Sunday, January 06, 2013

Jeyifo: First, There Was A Country; Then There Wasn’t: Reflections On Achebe’s New Book (2)

Superficially, it was understandable to conclude that this was indeed “an Igbo coup”. However, scratch a little deeper and complicating factors are discovered: One of the majors was Yoruba, and Nzeogwu himself was Igbo in name only…he was widely known as someone who saw himself as a Northerner, spoke fluent Hausa and little Igbo, and wore the traditional Northern dress when not in uniform.
Chinua Achebe, There Was A Country

In the end, I began to understand. There is such a thing as absolute power over narrative. Those who secure this privilege for themselves can arrange stories about others pretty much where, and as, they like.

(Material shown):
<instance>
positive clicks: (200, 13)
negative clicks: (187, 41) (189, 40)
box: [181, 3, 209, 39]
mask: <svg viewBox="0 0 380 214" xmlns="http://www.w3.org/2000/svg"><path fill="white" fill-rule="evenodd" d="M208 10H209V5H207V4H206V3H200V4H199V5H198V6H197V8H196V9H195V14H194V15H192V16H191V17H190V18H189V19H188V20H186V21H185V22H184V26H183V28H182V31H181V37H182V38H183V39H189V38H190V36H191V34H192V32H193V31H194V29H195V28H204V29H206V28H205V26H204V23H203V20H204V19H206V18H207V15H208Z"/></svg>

(What you need to do):
A – In the reflection on Achebe's new book, which language did Nzeogwu speak fluently?
B – Write out the part of the reflection on Achebe's new book between "Superficially, it was" and "as, they like.", inclusive.
C – Write what comes next in the reflection on Achebe's new book, starting after its last sentence.

(Written answers):
A – Hausa.

B –
Superficially, it was understandable to conclude that this was indeed “an Igbo coup”. However, scratch a little deeper and complicating factors are discovered: One of the majors was Yoruba, and Nzeogwu himself was Igbo in name only…he was widely known as someone who saw himself as a Northerner, spoke fluent Hausa and little Igbo, and wore the traditional Northern dress when not in uniform.
Chinua Achebe, There Was A Country

In the end, I began to understand. There is such a thing as absolute power over narrative. Those who secure this privilege for themselves can arrange stories about others pretty much where, and as, they like.

C –
Chinua Achebe, Home and Exile

IF in There Was A Country “a Nigerian ruling class” only appears in the narratives and reflections of the author in the final fourth part of the book, this is only the most stunning aspect of the general intellectual and discursive architecture of the book. This “architecture”, this “grammar” is none other than the fact that for nearly all other parts of the book with the exception of that concluding fourth part, all of Achebe’s “explanations”, all of his speculations in the book are relentlessly driven by ethnicity, and a very curious conception of ethnicity for that matter. Logically, inevitably, the corollary to this is that “explanations” and speculations based on class, and more specifically on intra-class and inter-class factors, are either completely ignored or even deliberately excluded. As I shall presently demonstrate, this is a remarkable departure from virtually all of Achebe’s writings prior to this recently published book. For now, let me illustrate this startling matter of the complete subsumption of class into ethnicity in There Was A Country with two particularly telling examples out of innumerable other instances in the book.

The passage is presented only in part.